WHAT YOU WILL DO -> Turn the part of the records below that opens with the line containing "In this exercise you will point out the man's white" and closes with the line containing "[(195, 152)]" into a numbered list, leaving out any blank lines. Include both of those lines and nothing outside them.

THE RECORDS ->
####

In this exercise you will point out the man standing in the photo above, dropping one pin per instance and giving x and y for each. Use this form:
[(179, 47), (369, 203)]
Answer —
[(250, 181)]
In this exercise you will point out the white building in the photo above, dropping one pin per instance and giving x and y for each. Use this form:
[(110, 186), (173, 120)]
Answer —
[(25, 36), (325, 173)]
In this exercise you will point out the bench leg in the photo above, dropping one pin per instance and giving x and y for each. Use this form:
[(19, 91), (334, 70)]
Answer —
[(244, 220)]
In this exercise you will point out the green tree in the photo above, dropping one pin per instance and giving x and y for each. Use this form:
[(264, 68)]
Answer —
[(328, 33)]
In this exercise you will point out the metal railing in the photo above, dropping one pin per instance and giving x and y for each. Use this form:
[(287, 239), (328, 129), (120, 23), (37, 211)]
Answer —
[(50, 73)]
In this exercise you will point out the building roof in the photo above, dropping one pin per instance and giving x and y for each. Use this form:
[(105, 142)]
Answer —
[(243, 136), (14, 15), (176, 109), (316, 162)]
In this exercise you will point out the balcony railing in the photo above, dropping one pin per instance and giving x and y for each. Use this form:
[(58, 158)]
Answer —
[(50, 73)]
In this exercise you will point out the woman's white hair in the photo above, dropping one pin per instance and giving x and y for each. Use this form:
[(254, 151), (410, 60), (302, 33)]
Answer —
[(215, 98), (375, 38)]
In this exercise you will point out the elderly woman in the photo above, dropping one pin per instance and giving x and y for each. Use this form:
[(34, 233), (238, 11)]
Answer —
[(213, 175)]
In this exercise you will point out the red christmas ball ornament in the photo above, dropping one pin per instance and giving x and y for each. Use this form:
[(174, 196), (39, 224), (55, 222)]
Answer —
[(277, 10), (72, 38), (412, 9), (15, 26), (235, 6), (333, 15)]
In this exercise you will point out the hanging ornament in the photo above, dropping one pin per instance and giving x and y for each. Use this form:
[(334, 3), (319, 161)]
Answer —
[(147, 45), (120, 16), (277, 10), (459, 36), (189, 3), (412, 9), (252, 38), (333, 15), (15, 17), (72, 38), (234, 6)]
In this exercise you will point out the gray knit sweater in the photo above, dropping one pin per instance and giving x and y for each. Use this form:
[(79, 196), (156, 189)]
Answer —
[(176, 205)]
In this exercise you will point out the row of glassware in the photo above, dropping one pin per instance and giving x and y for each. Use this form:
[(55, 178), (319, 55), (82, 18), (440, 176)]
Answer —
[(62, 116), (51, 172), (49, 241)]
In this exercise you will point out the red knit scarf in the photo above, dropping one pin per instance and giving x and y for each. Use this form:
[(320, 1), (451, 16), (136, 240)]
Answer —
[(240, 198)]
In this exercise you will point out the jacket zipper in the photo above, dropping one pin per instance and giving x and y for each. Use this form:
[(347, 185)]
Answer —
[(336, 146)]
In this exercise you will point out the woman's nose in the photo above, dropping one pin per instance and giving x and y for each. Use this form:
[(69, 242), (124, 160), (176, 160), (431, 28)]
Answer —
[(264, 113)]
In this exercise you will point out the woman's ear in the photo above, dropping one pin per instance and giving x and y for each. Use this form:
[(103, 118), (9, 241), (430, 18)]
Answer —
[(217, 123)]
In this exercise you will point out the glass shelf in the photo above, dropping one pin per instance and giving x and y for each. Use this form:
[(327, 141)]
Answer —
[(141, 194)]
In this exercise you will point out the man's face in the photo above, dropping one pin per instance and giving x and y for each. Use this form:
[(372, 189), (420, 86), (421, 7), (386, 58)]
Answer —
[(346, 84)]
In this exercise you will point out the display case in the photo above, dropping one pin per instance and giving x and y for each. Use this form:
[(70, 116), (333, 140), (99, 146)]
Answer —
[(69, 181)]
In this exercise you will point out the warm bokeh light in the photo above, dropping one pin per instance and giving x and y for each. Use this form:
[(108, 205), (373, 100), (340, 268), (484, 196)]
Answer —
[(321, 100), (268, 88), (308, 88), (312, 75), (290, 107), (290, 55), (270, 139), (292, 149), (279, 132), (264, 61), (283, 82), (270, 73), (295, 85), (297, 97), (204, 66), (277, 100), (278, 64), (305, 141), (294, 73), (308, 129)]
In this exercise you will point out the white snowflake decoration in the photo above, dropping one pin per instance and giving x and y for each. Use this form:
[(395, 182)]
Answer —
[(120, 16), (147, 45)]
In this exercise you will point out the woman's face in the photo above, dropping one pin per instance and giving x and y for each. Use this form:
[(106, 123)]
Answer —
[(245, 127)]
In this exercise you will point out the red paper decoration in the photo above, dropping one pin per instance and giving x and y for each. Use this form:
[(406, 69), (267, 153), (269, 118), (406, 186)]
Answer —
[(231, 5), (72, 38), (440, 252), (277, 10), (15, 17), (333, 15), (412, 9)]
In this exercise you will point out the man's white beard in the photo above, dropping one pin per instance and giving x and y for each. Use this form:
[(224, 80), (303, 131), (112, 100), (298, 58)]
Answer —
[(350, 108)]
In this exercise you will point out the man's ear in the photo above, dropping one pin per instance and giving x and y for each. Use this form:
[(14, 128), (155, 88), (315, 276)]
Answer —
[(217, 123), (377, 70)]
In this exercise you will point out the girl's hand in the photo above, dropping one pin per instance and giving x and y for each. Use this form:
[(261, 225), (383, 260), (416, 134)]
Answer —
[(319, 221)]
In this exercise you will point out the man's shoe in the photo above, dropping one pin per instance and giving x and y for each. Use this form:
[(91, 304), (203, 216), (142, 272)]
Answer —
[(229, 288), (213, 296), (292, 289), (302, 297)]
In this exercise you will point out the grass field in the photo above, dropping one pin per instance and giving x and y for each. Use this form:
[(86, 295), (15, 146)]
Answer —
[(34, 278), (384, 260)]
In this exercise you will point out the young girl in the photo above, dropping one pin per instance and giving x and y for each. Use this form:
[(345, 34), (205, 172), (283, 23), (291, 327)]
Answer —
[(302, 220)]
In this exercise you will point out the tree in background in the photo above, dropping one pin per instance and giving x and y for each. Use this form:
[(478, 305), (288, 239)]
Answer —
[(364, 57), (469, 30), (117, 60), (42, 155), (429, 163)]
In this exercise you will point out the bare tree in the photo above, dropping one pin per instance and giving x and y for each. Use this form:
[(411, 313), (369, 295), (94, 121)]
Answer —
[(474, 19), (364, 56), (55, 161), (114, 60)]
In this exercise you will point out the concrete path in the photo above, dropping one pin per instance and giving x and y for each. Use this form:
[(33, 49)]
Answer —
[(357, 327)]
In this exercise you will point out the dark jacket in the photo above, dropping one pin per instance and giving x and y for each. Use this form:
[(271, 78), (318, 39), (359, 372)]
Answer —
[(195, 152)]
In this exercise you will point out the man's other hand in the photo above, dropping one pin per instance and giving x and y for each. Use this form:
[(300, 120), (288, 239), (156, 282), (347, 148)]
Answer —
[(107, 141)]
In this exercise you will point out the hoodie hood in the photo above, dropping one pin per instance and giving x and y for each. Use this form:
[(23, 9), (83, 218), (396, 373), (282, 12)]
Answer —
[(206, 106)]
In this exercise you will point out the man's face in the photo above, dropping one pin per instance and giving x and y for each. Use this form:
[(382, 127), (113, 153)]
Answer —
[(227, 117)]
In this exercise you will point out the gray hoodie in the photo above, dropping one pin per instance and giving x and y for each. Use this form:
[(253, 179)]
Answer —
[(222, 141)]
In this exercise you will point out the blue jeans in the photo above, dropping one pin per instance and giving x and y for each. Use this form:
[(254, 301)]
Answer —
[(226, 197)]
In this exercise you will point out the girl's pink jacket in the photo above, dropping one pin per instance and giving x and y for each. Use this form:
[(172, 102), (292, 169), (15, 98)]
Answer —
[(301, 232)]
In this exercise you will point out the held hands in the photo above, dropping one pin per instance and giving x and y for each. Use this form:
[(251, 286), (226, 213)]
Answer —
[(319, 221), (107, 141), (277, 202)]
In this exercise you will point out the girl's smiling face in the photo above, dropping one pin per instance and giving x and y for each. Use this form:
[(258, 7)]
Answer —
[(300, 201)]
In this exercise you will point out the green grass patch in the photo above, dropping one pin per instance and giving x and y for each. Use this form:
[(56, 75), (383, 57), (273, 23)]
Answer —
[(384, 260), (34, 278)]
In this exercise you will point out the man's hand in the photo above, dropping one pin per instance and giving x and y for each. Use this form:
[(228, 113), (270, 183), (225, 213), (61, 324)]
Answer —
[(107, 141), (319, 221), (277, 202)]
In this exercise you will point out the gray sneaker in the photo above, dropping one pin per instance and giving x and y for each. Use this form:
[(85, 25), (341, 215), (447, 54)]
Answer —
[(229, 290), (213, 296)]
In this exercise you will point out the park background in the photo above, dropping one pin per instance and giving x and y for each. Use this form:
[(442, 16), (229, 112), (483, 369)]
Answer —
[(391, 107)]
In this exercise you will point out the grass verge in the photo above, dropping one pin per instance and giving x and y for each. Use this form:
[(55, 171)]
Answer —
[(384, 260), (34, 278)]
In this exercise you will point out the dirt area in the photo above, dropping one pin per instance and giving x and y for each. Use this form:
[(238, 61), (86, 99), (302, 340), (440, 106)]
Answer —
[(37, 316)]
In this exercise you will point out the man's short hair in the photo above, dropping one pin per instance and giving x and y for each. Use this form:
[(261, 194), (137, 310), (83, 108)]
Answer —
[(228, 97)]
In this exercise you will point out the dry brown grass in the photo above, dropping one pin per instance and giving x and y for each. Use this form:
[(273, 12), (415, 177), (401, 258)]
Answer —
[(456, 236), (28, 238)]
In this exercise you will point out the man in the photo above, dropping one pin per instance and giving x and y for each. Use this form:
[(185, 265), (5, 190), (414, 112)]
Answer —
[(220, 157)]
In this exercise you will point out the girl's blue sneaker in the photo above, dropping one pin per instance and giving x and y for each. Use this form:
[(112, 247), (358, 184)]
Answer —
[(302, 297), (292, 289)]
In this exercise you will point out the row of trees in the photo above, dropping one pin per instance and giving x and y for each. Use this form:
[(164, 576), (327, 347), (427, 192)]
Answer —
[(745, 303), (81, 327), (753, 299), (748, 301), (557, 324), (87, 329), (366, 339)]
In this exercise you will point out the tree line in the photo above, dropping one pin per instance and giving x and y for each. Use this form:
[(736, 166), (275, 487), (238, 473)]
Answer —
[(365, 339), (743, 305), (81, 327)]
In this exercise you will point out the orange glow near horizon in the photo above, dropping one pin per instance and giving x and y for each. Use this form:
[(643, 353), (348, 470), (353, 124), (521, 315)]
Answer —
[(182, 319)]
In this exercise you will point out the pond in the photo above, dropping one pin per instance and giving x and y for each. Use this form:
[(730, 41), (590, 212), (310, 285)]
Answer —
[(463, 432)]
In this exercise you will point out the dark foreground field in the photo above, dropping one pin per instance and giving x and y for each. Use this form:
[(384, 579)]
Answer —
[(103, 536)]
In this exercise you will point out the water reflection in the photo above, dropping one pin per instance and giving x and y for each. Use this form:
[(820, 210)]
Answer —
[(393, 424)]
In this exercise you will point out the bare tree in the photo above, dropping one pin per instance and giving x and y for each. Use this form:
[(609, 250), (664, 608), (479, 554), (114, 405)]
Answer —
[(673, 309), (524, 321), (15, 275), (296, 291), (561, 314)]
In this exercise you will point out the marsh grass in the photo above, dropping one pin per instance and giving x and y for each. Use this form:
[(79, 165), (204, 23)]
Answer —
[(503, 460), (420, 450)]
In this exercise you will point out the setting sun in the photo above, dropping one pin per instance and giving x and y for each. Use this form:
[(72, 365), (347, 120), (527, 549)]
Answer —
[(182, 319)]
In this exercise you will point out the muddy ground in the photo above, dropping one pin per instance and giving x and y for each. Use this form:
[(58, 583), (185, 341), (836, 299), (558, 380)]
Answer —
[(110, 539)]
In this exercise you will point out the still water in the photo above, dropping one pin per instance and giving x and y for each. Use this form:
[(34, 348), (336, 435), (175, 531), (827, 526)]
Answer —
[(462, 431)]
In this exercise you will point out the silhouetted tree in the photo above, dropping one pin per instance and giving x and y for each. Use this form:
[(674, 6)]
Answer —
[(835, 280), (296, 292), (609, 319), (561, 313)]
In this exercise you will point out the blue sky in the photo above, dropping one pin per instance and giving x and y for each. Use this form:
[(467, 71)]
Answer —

####

RESULT FOR THIS EXERCISE ->
1. In this exercise you will point out the man's white beard in the photo above, dropping one pin per instance and giving x and y for each. Use this form:
2. [(224, 80), (303, 131), (112, 100), (298, 58)]
3. Answer —
4. [(350, 108)]
5. In this exercise you will point out the man's ear in the photo above, dropping one pin per instance and giving x and y for each. Use this form:
6. [(14, 128), (155, 88), (315, 276)]
7. Answer —
8. [(217, 123), (377, 70)]
9. In this exercise you will point out the girl's hand in the photo above, dropping one pin per instance and giving x and y for each. Use this form:
10. [(261, 225), (383, 260), (416, 134)]
11. Answer —
12. [(319, 221)]
13. In this exercise you will point out the man's shoe in the photo above, dropping one pin per instance and giving x and y for each. Use this form:
14. [(91, 304), (203, 216), (142, 272)]
15. Answer —
16. [(229, 288), (213, 296), (292, 289), (302, 297)]
17. In this exercise you will point out the grass field in the photo above, dropping one pin per instance and giving x and y for each. Use this form:
18. [(86, 295), (15, 146)]
19. Answer —
20. [(34, 278), (384, 260)]
21. In this exercise you will point out the young girl in the photo above, dropping one pin per instance and giving x and y for each. Use this form:
22. [(345, 34), (205, 172), (283, 23), (291, 327)]
23. Answer —
24. [(302, 220)]
25. In this exercise you will point out the tree in background in the photo above, dropping one pin per instance and giving x and y for each. Use this form:
26. [(478, 305), (288, 239)]
27. Answer —
28. [(364, 57), (469, 30), (117, 60), (42, 155), (429, 163)]
29. In this exercise you will point out the bare tree in the photo above, dropping one pin per instance and giving x and y for each. Use this form:
30. [(411, 313), (369, 295), (94, 121)]
31. Answer —
32. [(474, 19), (364, 56), (55, 161), (114, 60)]
33. In this exercise you will point out the concrete path in the photo above, dropping one pin per instance and giving x and y for each. Use this form:
34. [(33, 49)]
35. Answer —
36. [(357, 327)]
37. In this exercise you will point out the dark jacket in the photo above, dropping one pin per instance and giving x and y for each. Use this form:
38. [(271, 78), (318, 39), (359, 372)]
39. Answer —
40. [(195, 152)]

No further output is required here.